CONSIGNE> Reproduisez mot pour mot le passage de la chronique sur l'accident de minibus qui commence par «Le jeudi 17» et se poursuit jusqu'à «dans le frigo.».

Le jeudi 17 janvier 2008


La mort encore
Pierre Foglia, La Presse

Ils revenaient de Moncton où ils étaient allés disputer un match de basket. Encore deux ou trois kilomètres et le minibus les aurait laissés un par un à leur porte, ils seraient rentrés dans leur maison endormie, de l'étage la voix ensommeillée de leur père aurait demandé: vous avez gagné? Puis la voix de leur mère: y'a de la tarte au citron dans le frigo.

Le plus pétrifiant, c'est leur âge. 17 ans, 17 ans, 17 ans, 17 ans, 17 ans, 16 ans, 15 ans. Cet âge où l'on est pourtant immortel. S'en prendre à Dieu? Au diable? Au basketball? Surtout pas à Dieu. Dans ces grands malheurs-là, je ne vois personne d'autre que Dieu pour aider un peu. Même s'il n'existe pas, il sera toujours plus réconfortant que les psys qui existent trop.

Avez-vous noté comme moi que les psys arrivent maintenant bien avant les curés dans l'immédiateté des tragédies? Du même souffle qu'on nous annonçait la mort de ces sept jeunes gens (et de la femme de leur entraîneur), on ajoutait que des thérapeutes spécialisés dans la gestion du deuil étaient déjà sur place, prêts à dispenser leurs «morticolories» aux familles et aux camarades des victimes. On s'étonnera peut-être que ce soit un athée qui regrette les curés, c'est que corbeaux pour corbeaux, je préfère encore ceux qui croient à ceux qui croassent.

Je retiens de cette tragédie une photo, magnifique. Elle montre un panneau de basketball qui a été dressé sur les lieux de l'accident par les amis des victimes. Ils sont quatre à en porter un cinquième sur leurs épaules, celui-là brandit un bouquet qu'il va essayer de faire tenir dans le filet. Comme un doigt d'honneur à la mort mais au lieu d'un doigt, c'est un bouquet de fleurs.

DONNÉES ENREGISTRÉES>

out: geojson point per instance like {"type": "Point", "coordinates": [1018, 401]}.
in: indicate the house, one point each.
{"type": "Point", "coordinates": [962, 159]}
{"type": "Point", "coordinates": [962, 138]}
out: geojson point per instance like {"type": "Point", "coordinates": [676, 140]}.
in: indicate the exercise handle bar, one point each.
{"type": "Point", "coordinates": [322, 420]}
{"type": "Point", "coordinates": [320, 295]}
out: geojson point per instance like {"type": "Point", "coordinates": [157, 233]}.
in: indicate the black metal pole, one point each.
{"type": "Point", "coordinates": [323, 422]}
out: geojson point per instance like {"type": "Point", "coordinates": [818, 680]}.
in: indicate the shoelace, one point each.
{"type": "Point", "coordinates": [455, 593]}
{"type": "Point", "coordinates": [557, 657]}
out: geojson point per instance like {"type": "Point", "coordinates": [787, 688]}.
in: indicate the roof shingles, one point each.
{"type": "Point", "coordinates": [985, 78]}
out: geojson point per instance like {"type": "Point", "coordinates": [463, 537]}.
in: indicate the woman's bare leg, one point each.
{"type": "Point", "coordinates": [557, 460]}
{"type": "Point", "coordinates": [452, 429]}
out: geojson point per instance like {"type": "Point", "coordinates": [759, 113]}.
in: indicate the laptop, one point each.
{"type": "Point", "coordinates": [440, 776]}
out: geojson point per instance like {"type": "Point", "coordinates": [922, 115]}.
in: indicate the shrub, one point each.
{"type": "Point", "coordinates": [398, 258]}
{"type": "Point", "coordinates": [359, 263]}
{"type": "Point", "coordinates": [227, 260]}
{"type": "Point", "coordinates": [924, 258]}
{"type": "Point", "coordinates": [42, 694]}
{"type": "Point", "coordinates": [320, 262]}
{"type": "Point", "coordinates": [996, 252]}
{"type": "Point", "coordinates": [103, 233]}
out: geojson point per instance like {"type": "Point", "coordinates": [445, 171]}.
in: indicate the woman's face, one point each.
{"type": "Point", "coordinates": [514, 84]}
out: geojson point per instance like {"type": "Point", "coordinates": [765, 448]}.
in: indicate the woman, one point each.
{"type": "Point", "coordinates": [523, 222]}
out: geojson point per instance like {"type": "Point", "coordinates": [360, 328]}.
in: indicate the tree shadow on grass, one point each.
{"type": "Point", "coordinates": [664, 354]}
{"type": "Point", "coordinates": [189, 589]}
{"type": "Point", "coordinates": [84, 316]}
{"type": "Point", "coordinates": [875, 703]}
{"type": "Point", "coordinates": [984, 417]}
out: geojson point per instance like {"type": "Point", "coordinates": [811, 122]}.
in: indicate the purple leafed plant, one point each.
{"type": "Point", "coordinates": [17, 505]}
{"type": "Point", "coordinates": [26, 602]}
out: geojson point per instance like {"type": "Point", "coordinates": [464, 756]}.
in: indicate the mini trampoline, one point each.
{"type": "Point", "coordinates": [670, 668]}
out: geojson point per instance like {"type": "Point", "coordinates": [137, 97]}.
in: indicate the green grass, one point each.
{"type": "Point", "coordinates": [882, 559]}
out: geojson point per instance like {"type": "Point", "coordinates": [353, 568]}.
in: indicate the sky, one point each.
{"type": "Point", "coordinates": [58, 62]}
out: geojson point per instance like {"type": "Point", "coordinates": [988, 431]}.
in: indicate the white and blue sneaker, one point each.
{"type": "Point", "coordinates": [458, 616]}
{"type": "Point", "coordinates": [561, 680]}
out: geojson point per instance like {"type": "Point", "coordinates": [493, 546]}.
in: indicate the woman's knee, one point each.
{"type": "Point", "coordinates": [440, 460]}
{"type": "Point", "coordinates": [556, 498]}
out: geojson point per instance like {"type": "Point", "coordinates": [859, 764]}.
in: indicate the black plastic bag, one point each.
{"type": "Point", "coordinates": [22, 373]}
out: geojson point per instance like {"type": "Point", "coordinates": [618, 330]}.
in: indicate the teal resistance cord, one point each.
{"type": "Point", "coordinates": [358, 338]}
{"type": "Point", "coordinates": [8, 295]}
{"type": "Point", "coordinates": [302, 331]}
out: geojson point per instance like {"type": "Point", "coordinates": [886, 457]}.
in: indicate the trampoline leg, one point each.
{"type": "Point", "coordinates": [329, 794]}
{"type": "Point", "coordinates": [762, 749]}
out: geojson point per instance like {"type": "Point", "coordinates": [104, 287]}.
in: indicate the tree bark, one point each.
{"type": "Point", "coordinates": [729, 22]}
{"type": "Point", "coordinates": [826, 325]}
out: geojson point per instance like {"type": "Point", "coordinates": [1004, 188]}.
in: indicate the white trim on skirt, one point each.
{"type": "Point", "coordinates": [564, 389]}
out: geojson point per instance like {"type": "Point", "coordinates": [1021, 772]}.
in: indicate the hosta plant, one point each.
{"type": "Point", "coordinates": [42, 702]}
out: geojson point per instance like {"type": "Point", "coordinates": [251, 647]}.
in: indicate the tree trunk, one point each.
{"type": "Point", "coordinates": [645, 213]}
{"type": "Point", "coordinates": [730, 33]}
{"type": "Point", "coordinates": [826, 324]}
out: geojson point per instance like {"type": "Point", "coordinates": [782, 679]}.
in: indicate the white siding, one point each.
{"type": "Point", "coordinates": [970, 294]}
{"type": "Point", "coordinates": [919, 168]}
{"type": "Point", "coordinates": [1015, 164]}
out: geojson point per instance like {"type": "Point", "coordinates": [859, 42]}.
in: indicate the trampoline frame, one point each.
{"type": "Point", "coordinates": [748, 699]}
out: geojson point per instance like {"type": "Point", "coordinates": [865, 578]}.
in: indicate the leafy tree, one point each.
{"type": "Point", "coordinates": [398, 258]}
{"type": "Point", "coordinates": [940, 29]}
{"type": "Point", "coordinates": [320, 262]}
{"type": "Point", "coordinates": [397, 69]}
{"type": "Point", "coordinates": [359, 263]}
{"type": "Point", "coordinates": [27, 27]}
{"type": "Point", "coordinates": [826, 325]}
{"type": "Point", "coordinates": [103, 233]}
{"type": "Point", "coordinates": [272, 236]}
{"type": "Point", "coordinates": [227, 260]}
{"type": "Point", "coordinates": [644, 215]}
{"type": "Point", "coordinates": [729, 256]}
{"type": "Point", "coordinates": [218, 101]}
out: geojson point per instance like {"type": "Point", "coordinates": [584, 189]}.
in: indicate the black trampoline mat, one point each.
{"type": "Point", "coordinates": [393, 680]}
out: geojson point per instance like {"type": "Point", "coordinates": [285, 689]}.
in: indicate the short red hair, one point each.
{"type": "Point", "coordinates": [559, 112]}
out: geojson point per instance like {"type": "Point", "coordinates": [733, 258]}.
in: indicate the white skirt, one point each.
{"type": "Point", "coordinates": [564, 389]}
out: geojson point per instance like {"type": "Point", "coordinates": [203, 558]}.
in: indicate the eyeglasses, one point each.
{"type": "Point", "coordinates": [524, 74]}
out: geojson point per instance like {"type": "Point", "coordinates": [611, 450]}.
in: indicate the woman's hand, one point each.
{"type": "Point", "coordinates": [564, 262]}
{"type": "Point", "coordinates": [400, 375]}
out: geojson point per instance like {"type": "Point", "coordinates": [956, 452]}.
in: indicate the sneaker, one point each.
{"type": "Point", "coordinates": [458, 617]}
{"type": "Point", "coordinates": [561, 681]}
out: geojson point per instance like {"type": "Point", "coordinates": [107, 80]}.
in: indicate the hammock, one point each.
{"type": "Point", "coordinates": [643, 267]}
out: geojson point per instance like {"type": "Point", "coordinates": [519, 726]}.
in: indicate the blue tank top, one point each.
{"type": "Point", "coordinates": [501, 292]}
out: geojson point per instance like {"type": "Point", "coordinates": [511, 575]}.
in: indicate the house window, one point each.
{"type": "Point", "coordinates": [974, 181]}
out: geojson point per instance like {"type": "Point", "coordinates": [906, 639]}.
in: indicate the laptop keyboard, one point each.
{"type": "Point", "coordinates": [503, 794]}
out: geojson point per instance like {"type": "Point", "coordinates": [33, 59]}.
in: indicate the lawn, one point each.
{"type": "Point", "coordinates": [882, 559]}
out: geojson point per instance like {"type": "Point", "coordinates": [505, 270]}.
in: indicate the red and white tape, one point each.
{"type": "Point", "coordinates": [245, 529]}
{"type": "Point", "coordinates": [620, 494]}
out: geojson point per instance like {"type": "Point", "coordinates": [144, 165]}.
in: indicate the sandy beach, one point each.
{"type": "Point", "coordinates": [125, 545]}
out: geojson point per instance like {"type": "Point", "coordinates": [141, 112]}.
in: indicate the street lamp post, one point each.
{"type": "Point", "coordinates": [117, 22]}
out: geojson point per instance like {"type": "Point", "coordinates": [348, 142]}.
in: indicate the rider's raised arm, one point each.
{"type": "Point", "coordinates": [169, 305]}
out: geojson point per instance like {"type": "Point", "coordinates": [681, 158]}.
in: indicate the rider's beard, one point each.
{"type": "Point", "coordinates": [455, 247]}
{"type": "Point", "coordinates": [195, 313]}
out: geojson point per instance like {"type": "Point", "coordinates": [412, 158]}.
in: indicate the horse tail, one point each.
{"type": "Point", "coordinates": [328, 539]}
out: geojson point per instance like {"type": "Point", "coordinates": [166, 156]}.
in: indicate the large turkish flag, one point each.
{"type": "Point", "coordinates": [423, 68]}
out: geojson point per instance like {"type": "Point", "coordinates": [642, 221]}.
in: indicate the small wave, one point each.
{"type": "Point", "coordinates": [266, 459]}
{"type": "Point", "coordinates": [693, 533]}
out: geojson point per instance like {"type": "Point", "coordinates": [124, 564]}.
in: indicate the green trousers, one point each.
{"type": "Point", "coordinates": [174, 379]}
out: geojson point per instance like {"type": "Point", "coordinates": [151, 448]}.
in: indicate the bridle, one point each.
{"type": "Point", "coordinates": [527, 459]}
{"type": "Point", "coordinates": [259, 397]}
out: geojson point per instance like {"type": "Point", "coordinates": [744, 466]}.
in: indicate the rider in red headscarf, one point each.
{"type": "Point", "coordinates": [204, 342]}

RÉPONSE ATTENDUE>
Le jeudi 17 janvier 2008


La mort encore
Pierre Foglia, La Presse

Ils revenaient de Moncton où ils étaient allés disputer un match de basket. Encore deux ou trois kilomètres et le minibus les aurait laissés un par un à leur porte, ils seraient rentrés dans leur maison endormie, de l'étage la voix ensommeillée de leur père aurait demandé: vous avez gagné? Puis la voix de leur mère: y'a de la tarte au citron dans le frigo.